▶ _Document extract_
[Start of Attachment]

Google's Content Safety API is a developers' toolkit that uses deep neural networks to process images in such a way that fewer people need to be exposed to them. The technique can help reviewers identify 700 percent more child abuse content, Google said.

"Quick identification of new images means that children who are being sexually abused today are much more likely to be identified and protected from further abuse," engineering lead Nikola Todorovic and product manager Abhi Chaudhuri wrote in a company blog post Monday. "We're making this available for free to NGOs and industry partners via our Content Safety API, a toolkit to increase the capacity to review content in a way that requires fewer people to be exposed to it."

The use of AI is spreading like wildfire across the tech industry for everything from speech recognition to spam filtering. The term generally refers to technology called machine learning or neural networks that's loosely modeled on the human brain. Once you've trained a neural network with real-world data, it can, for example, learn to spot a spam email, transcribe your spoken words into a text message or recognize a cat.

Internet Watch Foundation, which aims to minimize the availability of child sex abuse images online, applauded the tool's development, saying it will make the internet safer.

"We, and in particular our expert analysts, are excited about the development of an artificial intelligence tool which could help our human experts review material to an even greater scale and keep up with offenders, by targeting imagery that hasn't previously been marked as illegal material," Susie Hargreaves, CEO of the UK-based charity, said in a statement. "By sharing this new technology, the identification of images could be speeded up, which in turn could make the internet a safer place for both survivors and users."

[End of Attachment]

▶ _Stored data_
[Start of Attachment]

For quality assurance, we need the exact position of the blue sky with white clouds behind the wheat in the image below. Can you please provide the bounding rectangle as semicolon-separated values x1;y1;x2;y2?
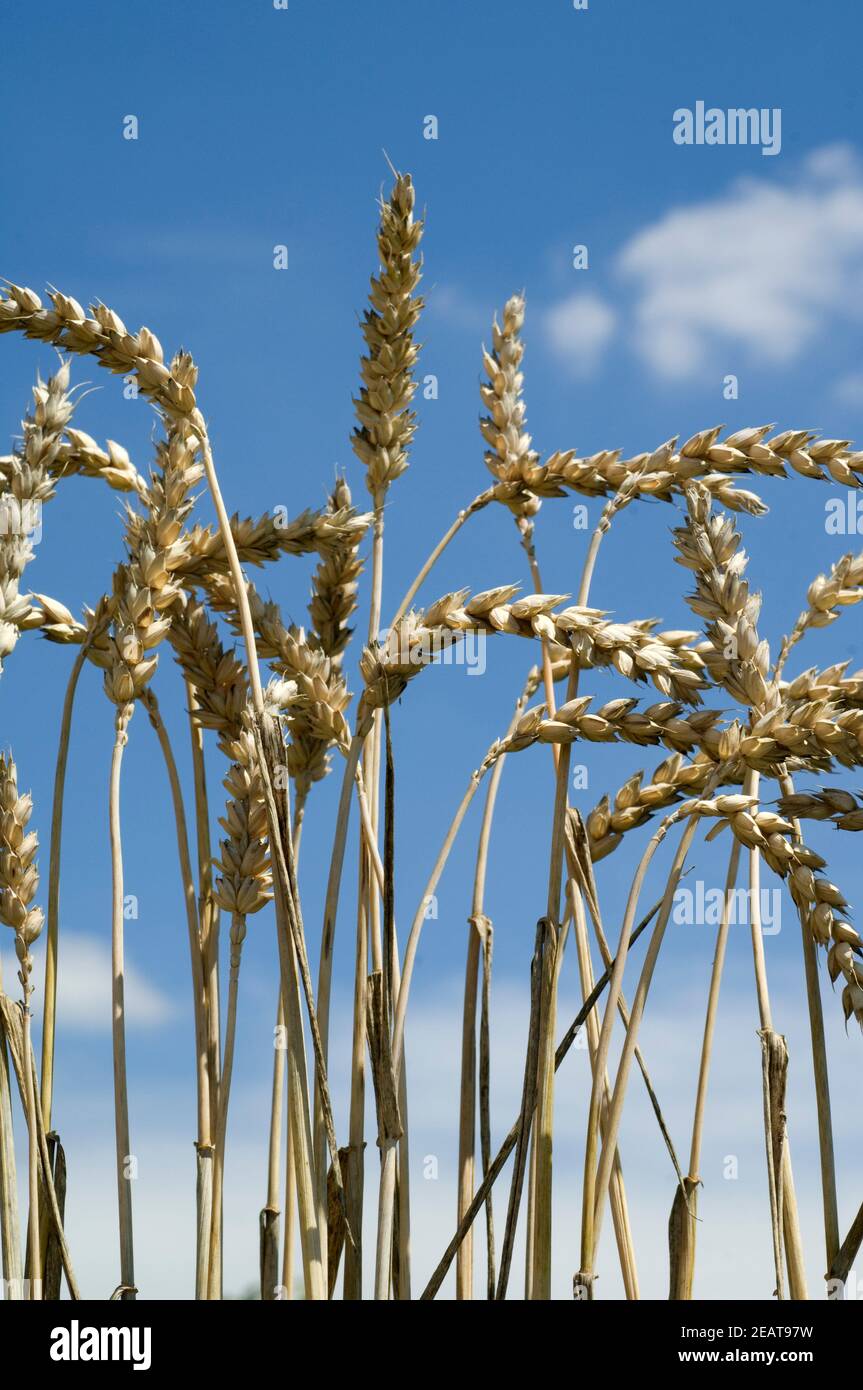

[End of Attachment]

▶ _Explore the material_
1. Based on the article about Google's Content Safety API, decide whether each statement agrees with it. Answer yes or no for each, and quote the words that decide it.
(a) Google offers the toolkit for free to NGOs and industry partners.
(b) The Internet Watch Foundation is based in the United States.
(c) The company blog post came out on a Friday.
2. According to the article about Google's Content Safety API, what is Abhi Chaudhuri's job?

▶ _Responses per task_
1.
(a) Yes: "We're making this available for free to NGOs and industry partners via our Content Safety API"
(b) No: "CEO of the UK-based charity"
(c) No: "wrote in a company blog post Monday"

2. Product manager.